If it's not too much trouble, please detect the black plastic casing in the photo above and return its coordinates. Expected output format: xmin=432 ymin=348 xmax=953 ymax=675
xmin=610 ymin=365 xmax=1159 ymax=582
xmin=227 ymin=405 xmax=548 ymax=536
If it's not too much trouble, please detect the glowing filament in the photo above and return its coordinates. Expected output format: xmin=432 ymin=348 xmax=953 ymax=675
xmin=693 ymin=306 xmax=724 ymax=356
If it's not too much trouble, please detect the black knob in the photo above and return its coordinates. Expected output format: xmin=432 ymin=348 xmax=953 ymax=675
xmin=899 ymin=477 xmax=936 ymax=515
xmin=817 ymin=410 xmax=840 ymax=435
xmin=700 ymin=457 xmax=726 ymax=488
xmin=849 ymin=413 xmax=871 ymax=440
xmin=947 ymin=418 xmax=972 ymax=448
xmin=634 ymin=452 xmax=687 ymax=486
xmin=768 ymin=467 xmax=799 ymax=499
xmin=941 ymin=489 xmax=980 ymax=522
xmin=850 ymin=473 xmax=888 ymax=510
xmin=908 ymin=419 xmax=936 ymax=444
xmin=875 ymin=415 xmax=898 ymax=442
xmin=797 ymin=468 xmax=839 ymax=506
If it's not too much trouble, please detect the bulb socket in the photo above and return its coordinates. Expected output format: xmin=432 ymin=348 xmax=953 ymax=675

▸ WHAT THE TASK REQUIRES
When you reply, retype each line exactly as it appears above.

▸ OUTPUT FOR THIS TASK
If it's not too much trouble, please detect the black plastic casing in the photo above and return its coordinates. Expected output format: xmin=432 ymin=348 xmax=953 ymax=675
xmin=610 ymin=365 xmax=1159 ymax=582
xmin=227 ymin=405 xmax=548 ymax=536
If it's not too much trouble, please detect the glowing filament in the photo above and return its coordinates. Expected output format: xmin=432 ymin=348 xmax=953 ymax=675
xmin=693 ymin=306 xmax=724 ymax=356
If it's not too much trouble, please detect the black knob in the photo above and return its coordinates. Expected output format: xmin=432 ymin=348 xmax=953 ymax=675
xmin=899 ymin=477 xmax=936 ymax=515
xmin=817 ymin=410 xmax=840 ymax=435
xmin=700 ymin=457 xmax=726 ymax=488
xmin=849 ymin=413 xmax=871 ymax=440
xmin=947 ymin=418 xmax=972 ymax=448
xmin=634 ymin=452 xmax=687 ymax=486
xmin=768 ymin=467 xmax=799 ymax=499
xmin=941 ymin=489 xmax=980 ymax=522
xmin=850 ymin=473 xmax=888 ymax=510
xmin=908 ymin=419 xmax=936 ymax=444
xmin=875 ymin=415 xmax=898 ymax=442
xmin=797 ymin=468 xmax=839 ymax=506
If it's not too much trouble, please detect the bulb socket in the photo above and return its coordinates. Expected output format: xmin=432 ymin=348 xmax=953 ymax=675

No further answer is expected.